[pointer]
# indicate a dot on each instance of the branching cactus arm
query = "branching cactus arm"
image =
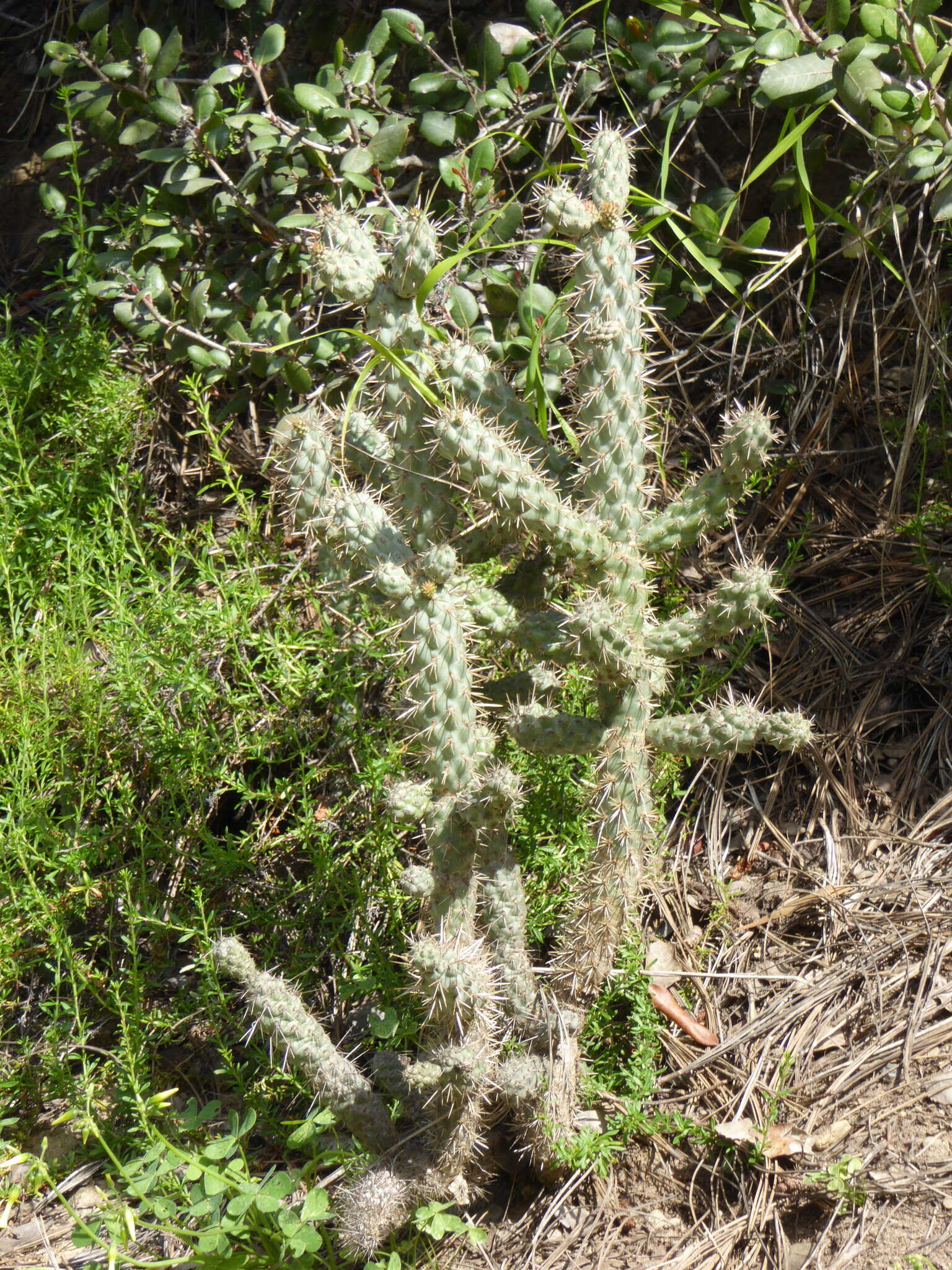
(281, 1014)
(382, 488)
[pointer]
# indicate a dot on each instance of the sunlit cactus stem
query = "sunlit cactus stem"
(432, 463)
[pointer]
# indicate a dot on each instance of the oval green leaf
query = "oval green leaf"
(312, 98)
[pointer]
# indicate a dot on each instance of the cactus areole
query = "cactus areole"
(386, 492)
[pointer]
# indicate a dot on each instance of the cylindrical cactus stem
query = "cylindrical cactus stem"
(345, 257)
(467, 1068)
(625, 835)
(418, 881)
(456, 1133)
(409, 802)
(490, 611)
(503, 910)
(519, 1078)
(729, 729)
(614, 417)
(392, 319)
(566, 213)
(414, 252)
(452, 843)
(372, 1207)
(281, 1014)
(746, 447)
(738, 603)
(546, 1122)
(361, 528)
(302, 453)
(507, 478)
(455, 984)
(535, 683)
(609, 168)
(541, 730)
(362, 445)
(471, 376)
(493, 797)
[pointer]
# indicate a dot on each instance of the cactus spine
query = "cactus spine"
(382, 492)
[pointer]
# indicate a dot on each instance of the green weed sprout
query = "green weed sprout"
(387, 492)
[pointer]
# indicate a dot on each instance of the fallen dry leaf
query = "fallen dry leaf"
(938, 1088)
(662, 964)
(509, 37)
(775, 1141)
(832, 1134)
(666, 1003)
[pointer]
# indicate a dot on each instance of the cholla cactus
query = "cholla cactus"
(381, 491)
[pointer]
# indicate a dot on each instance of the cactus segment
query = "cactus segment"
(609, 168)
(372, 1207)
(470, 376)
(280, 1013)
(738, 603)
(416, 881)
(541, 730)
(454, 981)
(505, 474)
(345, 257)
(364, 446)
(409, 802)
(747, 443)
(505, 920)
(730, 729)
(414, 252)
(522, 687)
(519, 1078)
(564, 213)
(304, 454)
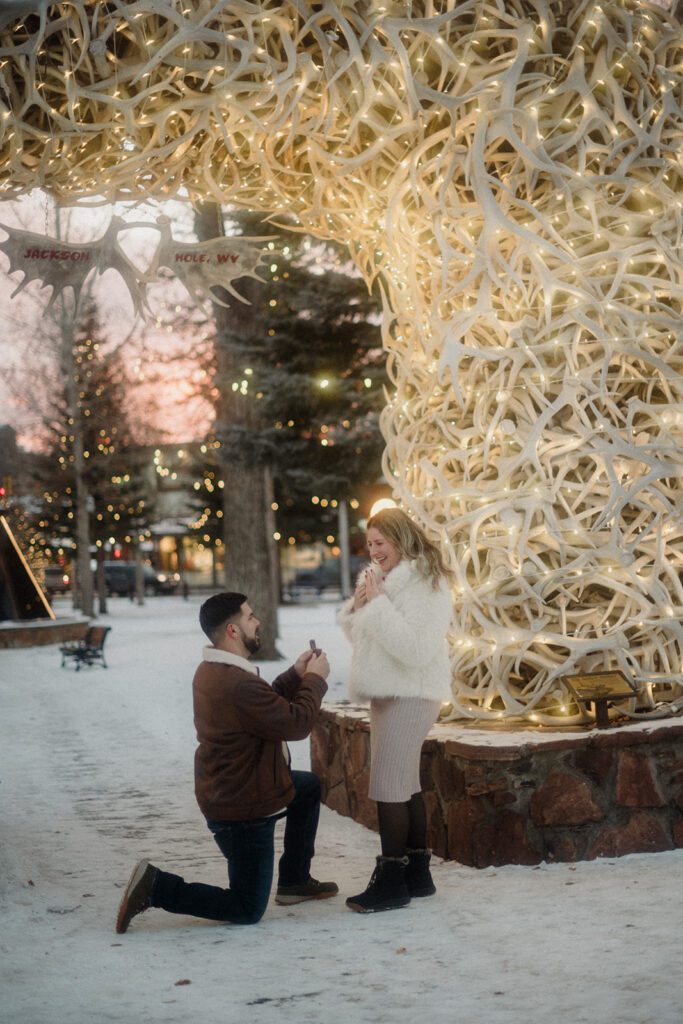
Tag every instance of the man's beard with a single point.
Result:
(251, 643)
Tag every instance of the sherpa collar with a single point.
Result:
(227, 657)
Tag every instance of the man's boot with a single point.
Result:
(386, 889)
(418, 876)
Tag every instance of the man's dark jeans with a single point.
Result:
(248, 847)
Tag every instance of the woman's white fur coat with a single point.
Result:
(398, 638)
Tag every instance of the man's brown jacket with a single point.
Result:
(241, 770)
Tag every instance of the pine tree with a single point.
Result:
(305, 386)
(84, 417)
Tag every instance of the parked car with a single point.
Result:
(120, 579)
(327, 576)
(56, 580)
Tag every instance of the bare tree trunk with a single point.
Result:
(101, 584)
(139, 577)
(84, 589)
(250, 552)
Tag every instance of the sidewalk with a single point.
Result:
(96, 770)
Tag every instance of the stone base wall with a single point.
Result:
(551, 797)
(39, 635)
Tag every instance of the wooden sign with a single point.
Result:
(601, 688)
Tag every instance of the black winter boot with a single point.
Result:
(386, 889)
(418, 876)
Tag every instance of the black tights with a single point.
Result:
(402, 826)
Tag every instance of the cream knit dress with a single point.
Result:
(400, 665)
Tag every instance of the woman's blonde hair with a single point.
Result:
(411, 542)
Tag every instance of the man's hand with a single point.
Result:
(312, 662)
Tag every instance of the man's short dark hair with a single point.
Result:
(218, 610)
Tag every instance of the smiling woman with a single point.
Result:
(397, 621)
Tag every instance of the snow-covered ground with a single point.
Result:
(96, 770)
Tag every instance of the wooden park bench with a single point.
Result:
(88, 650)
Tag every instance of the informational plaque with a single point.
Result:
(601, 688)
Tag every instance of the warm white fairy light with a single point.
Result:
(523, 213)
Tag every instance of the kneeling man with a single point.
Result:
(243, 780)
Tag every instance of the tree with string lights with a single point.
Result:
(304, 384)
(88, 475)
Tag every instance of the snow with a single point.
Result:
(96, 771)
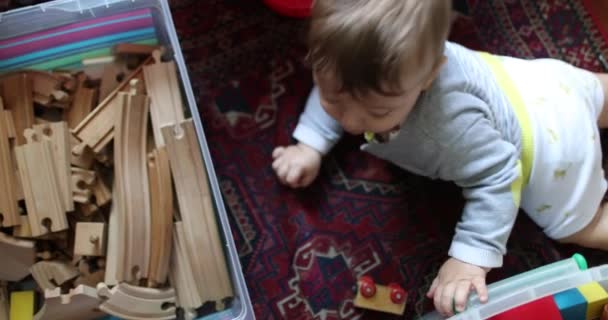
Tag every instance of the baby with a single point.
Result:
(511, 133)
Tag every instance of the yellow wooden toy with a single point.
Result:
(22, 305)
(371, 296)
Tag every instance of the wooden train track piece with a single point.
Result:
(102, 193)
(8, 121)
(133, 195)
(130, 302)
(22, 305)
(59, 135)
(82, 180)
(43, 198)
(9, 211)
(161, 196)
(162, 85)
(81, 303)
(23, 230)
(17, 258)
(90, 239)
(113, 73)
(97, 129)
(4, 299)
(17, 92)
(83, 103)
(52, 274)
(114, 250)
(196, 209)
(87, 277)
(82, 156)
(181, 274)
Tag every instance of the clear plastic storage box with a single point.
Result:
(54, 14)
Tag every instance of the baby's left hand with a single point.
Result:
(453, 284)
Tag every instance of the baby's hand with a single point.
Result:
(296, 165)
(453, 284)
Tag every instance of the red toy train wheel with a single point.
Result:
(398, 295)
(291, 8)
(367, 287)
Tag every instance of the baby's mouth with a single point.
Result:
(382, 136)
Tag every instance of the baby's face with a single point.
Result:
(372, 112)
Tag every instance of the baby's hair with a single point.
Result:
(370, 44)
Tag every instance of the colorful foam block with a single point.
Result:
(571, 304)
(22, 305)
(543, 308)
(596, 298)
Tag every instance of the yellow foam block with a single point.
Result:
(596, 298)
(22, 305)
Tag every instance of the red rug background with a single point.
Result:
(302, 251)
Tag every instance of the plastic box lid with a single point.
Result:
(53, 14)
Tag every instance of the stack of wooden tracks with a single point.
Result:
(105, 204)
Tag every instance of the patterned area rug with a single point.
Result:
(302, 251)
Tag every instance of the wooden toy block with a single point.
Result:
(17, 92)
(130, 302)
(133, 196)
(22, 305)
(596, 298)
(90, 239)
(97, 129)
(195, 203)
(372, 296)
(161, 195)
(43, 198)
(81, 303)
(51, 274)
(9, 211)
(17, 257)
(59, 136)
(543, 308)
(571, 304)
(162, 85)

• [WRITTEN EXERCISE]
Reproduce the entire listing above word for word, omitting the pictures.

• [CORRECT ANSWER]
[pointer]
# indicate a dot on each instance of the branching cactus arm
query = "branching cactus arm"
image =
(281, 1014)
(382, 488)
[pointer]
# indicate a dot on each instance of the sunlit cactus stem
query = "sunlit cactus stem"
(432, 463)
[pointer]
# indicate a dot on each instance of the oval green leaf
query = "oval green leaf"
(312, 98)
[pointer]
# indicate a dot on each instance of the cactus areole
query = "cactus areole"
(386, 492)
[pointer]
# indicate a dot on each instance of the cylindrical cactus stem
query = "cylindrical cactus stem"
(345, 257)
(467, 1068)
(625, 835)
(418, 881)
(456, 1133)
(409, 802)
(490, 611)
(503, 910)
(519, 1078)
(729, 729)
(614, 417)
(392, 319)
(566, 213)
(414, 252)
(452, 843)
(372, 1207)
(281, 1014)
(746, 447)
(738, 603)
(546, 1122)
(361, 528)
(302, 453)
(507, 478)
(455, 984)
(535, 683)
(609, 168)
(541, 730)
(362, 445)
(471, 376)
(493, 797)
[pointer]
# indicate a dot on each instance of the cactus spine
query = "cactus spine"
(382, 492)
[pointer]
# indicate a dot on each instance of the green weed sprout
query = "green weed sprout"
(387, 492)
[pointer]
# indicate a dot on each instance of the fallen dry leaf
query = "fallen dry leaf"
(938, 1088)
(662, 964)
(509, 37)
(775, 1141)
(832, 1134)
(666, 1003)
[pointer]
# indicate a dot on each instance of the cholla cactus
query = "cholla cactus"
(381, 491)
[pointer]
# indicate a dot on each instance of the cactus segment
query = "cactus segment"
(609, 168)
(372, 1207)
(470, 376)
(280, 1013)
(738, 603)
(416, 881)
(541, 730)
(454, 981)
(505, 474)
(345, 257)
(364, 446)
(409, 802)
(747, 443)
(505, 920)
(730, 729)
(414, 252)
(522, 687)
(519, 1078)
(564, 213)
(304, 454)
Tag every instance of the man's beard with a single point.
Result:
(251, 643)
Tag every instance of the sherpa collar with a single point.
Result:
(227, 657)
Tag every instance of the man's boot with a single point.
Result:
(386, 889)
(418, 876)
Tag every instance of the man's dark jeans with a single point.
Result:
(248, 847)
Tag every instance of the woman's white fur coat with a single point.
Result:
(398, 638)
Tag every instance of the man's brown jacket with a single point.
Result:
(241, 770)
Tag every instance of the pine tree with a single point.
Result:
(305, 386)
(84, 417)
Tag every instance of the parked car with a single point.
Result:
(120, 579)
(327, 576)
(56, 580)
Tag every instance of the bare tree trunk with a single point.
Result:
(101, 584)
(139, 577)
(84, 589)
(250, 552)
Tag every instance of the sidewalk with a single point.
Result:
(96, 770)
Tag every instance of the stone base wall with a single point.
Result:
(551, 797)
(39, 635)
Tag every instance of the wooden sign with a single point.
Result:
(601, 688)
Tag every instance of the black winter boot with a single point.
Result:
(386, 889)
(418, 876)
Tag every instance of the black tights with a single point.
Result:
(402, 826)
Tag every instance of the cream knit dress with a single point.
Result:
(400, 665)
Tag every instance of the woman's blonde hair with a single point.
Result:
(411, 542)
Tag every instance of the man's hand with a single point.
Result:
(312, 662)
Tag every instance of the man's short dark hair with a single point.
Result:
(218, 610)
Tag every instance of the smiling woman with a single point.
Result:
(397, 621)
Tag every instance of the snow-covered ground with a single point.
Result:
(96, 770)
Tag every instance of the wooden park bench with a single point.
Result:
(88, 650)
Tag every instance of the informational plaque with a single point.
Result:
(601, 688)
Tag every instance of the warm white fairy light with a single point.
Result:
(523, 213)
Tag every instance of the kneeling man with a single point.
Result:
(243, 780)
Tag every instance of the tree with string lights with a single point.
Result:
(304, 384)
(88, 475)
Tag every instance of the snow with a single point.
Result:
(96, 771)
Tag every instance of the baby with a single point.
Result:
(511, 133)
Tag every instance of the yellow wooden toy with a single point.
Result:
(22, 305)
(371, 296)
Tag every instance of the wooden train track piece with a single point.
Result:
(102, 193)
(8, 121)
(133, 195)
(130, 302)
(22, 305)
(59, 135)
(82, 180)
(43, 198)
(9, 211)
(161, 196)
(162, 85)
(81, 303)
(23, 230)
(17, 258)
(90, 239)
(113, 73)
(97, 129)
(4, 299)
(17, 92)
(83, 103)
(52, 274)
(114, 250)
(196, 209)
(87, 277)
(82, 156)
(181, 274)
Tag every instance of the clear plastic storage box with a single point.
Result:
(54, 14)
Tag every instance of the baby's left hand with a single point.
Result:
(453, 284)
Tag every instance of the baby's hand with a single point.
Result:
(296, 165)
(453, 284)
Tag every instance of the red toy train wheel with a single point.
Result:
(398, 295)
(291, 8)
(367, 287)
Tag every instance of the baby's mouth with a single point.
Result:
(382, 136)
Tag every instance of the baby's face with a single point.
Result:
(372, 112)
Tag every instance of the baby's hair with a single point.
Result:
(370, 44)
Tag every instance of the colorful foam block with a single point.
Result:
(571, 304)
(22, 305)
(543, 308)
(596, 298)
Tag every instance of the yellow foam block with a single point.
Result:
(596, 298)
(22, 305)
Tag every instance of the red rug background with a single point.
Result:
(302, 251)
Tag every instance of the plastic box lid with a single point.
Result:
(53, 14)
Tag every instance of the stack of wooden tracks with a single point.
Result:
(105, 204)
Tag every instance of the patterned area rug with a single point.
Result:
(302, 251)
Tag every instance of the wooden toy block with a single point.
Result:
(17, 92)
(130, 302)
(133, 196)
(22, 305)
(596, 298)
(90, 239)
(97, 129)
(195, 203)
(372, 296)
(161, 195)
(43, 198)
(81, 303)
(51, 274)
(9, 211)
(17, 257)
(59, 136)
(543, 308)
(571, 304)
(162, 85)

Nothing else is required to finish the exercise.